### Aim of the exercise
In the article on lake-level grants below, condense the paragraph beginning "The report noted that the lakes’ water levels" into a short bulleted list that keeps its main facts.

### Source document
◆ ◆ ◆ ◆ ◆ ◆ ◆

University awards grants for study of lake levels

By Irene Park, Daily Staff Reporter
Published March 24, 2015

University grants are aiming to explore the impacts of the historically high rate of water level fluctuation in the Great Lakes.

The University’s Graham Sustainability Institute awarded seven grants, totaling $70,000, to American and Canadian researchers studying how Michigan residents are adjusting to the fluctuations.

John Callewaert, director of the Integrated Assessment Center at the Graham Sustainability Institute, said changes in the lakes’ water levels could have a significant impact on regional habitats, recreation and shorefront management.

To study those impacts, the University will award $10,000 over a six-month period to each of seven teams of researchers to consider policy and management options for shoreline residents, businesses and government officials to adapt to the water level instability.

Later this year, four or five of the seven teams will be selected as part of the University’s Great Lakes Water Levels Integrated Assessment to participate in a more detailed project to help communities determine options to minimize the negative impacts of the water level fluctuations.

According a report by The Nature Conservancy and the National Oceanic and Atmospheric Administration, the Great Lakes satisfy the needs of more than 45 million people and “serve as the backbone for a $4 trillion regional U.S. economy.”

The report noted that the lakes’ water levels can serve as indicators of climate change. Water levels rise and fall naturally; however, the rate of this fluctuation has been historically high. In 2013, Lake Michigan and Lake Huron in particular reached historically low water levels.

NOAA has also noted the historic speed at which Great Lakes water levels rose from January 2013 to December 2014.

Because water level changes impact many different communities, the funded projects will focus on different aspects of water level fluctuations.

Paul Drevnick, an assistant research scientist at the University’s Biological Station and the School of Natural Resources and Environment, is researching land damages caused by water level fluctuation in Emmet County, which is located in the northwest tip of the Lower Peninsula. The county is one of the oldest coastal settlements of the Great Lakes region, and includes populated communities such as Mackinaw City and Petoskey.

◆ ◆ ◆ ◆ ◆ ◆ ◆

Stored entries
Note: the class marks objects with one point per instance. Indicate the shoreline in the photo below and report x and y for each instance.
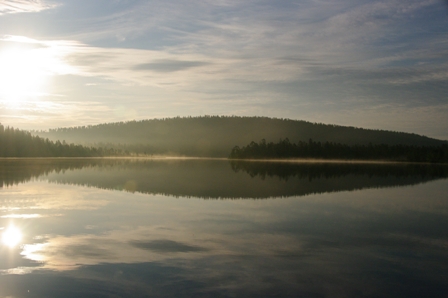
(290, 160)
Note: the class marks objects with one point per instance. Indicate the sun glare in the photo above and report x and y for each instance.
(11, 236)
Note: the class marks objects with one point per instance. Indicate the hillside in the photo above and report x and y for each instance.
(19, 143)
(216, 136)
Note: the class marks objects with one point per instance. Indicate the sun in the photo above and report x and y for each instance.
(11, 236)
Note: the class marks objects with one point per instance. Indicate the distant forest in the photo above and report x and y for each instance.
(328, 150)
(215, 136)
(19, 143)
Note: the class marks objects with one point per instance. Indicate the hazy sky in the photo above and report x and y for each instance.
(374, 64)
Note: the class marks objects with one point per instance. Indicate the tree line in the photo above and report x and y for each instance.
(329, 150)
(19, 143)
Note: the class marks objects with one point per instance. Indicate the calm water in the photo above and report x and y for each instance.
(190, 228)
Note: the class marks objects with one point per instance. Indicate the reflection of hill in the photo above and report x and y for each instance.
(15, 171)
(219, 179)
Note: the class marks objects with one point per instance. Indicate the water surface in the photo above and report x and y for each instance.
(191, 228)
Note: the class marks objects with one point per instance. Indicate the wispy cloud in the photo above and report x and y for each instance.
(18, 6)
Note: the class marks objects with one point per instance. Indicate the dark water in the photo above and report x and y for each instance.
(190, 228)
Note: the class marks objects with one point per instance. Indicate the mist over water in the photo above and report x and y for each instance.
(139, 228)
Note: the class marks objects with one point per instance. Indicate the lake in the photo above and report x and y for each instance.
(215, 228)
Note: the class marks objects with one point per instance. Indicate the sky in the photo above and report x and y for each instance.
(365, 63)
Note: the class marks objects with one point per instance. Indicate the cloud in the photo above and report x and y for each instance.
(18, 6)
(169, 65)
(166, 246)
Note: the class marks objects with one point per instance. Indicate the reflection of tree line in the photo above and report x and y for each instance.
(23, 170)
(216, 179)
(320, 170)
(329, 150)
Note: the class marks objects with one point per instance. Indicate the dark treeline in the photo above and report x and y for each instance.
(19, 143)
(215, 136)
(328, 150)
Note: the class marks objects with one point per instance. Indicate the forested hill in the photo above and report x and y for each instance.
(19, 143)
(216, 136)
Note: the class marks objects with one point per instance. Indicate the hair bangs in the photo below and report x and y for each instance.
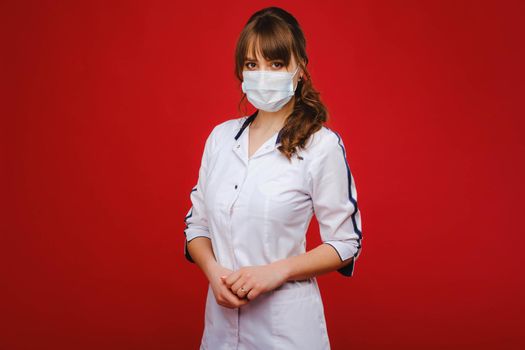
(272, 41)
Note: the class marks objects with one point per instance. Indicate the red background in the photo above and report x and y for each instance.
(106, 107)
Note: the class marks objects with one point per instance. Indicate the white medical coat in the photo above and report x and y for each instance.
(256, 211)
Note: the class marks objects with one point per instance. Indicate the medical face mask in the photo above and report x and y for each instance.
(267, 90)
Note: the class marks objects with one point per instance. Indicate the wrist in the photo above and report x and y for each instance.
(209, 266)
(283, 268)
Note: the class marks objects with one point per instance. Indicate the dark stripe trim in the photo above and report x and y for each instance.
(349, 269)
(248, 121)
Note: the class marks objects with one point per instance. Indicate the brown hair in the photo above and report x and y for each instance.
(278, 35)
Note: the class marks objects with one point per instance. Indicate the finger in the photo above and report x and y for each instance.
(237, 286)
(232, 277)
(233, 299)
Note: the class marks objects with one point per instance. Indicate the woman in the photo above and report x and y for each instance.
(261, 179)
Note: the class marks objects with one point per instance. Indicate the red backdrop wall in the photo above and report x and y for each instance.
(106, 107)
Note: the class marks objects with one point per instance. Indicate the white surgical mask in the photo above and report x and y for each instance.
(268, 90)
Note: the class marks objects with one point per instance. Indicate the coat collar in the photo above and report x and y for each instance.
(248, 121)
(240, 145)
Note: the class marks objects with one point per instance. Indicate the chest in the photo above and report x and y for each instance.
(266, 182)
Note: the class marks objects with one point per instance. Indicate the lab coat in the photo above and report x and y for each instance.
(257, 210)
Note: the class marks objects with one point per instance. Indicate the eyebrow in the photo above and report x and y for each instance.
(255, 60)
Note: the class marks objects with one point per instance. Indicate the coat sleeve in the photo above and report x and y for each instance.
(196, 222)
(334, 198)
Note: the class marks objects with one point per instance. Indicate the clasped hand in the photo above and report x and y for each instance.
(236, 288)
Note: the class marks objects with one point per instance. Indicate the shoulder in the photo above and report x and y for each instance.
(325, 140)
(224, 131)
(226, 128)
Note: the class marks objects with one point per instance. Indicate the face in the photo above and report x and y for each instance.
(260, 63)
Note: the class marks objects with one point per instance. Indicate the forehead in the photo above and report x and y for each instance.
(258, 49)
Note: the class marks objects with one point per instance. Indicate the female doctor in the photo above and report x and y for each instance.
(261, 179)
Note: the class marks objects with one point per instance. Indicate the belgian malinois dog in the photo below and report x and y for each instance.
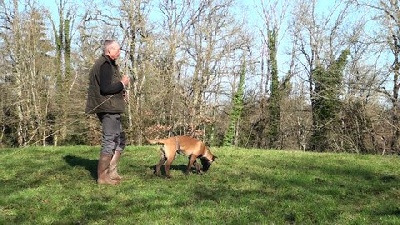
(183, 145)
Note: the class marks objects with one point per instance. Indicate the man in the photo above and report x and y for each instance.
(106, 94)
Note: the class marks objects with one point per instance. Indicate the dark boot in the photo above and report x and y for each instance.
(113, 166)
(102, 170)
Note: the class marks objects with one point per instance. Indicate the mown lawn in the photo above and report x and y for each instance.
(57, 185)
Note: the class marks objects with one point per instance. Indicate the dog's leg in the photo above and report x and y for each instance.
(167, 166)
(158, 166)
(170, 154)
(197, 165)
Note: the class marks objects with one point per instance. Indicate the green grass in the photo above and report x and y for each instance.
(47, 185)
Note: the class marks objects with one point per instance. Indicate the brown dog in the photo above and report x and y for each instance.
(183, 145)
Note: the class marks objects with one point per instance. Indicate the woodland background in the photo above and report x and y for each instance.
(284, 75)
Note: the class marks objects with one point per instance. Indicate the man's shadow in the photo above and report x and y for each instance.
(89, 164)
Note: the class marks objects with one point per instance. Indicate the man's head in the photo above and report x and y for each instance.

◆ ◆ ◆ ◆ ◆ ◆ ◆

### Task solution
- The Nature Conservancy and NOAA report says Great Lakes water levels can indicate climate change.
- The levels rise and fall naturally, but the rate of this fluctuation has been historically high.
- In 2013, Lake Michigan and Lake Huron reached historically low water levels.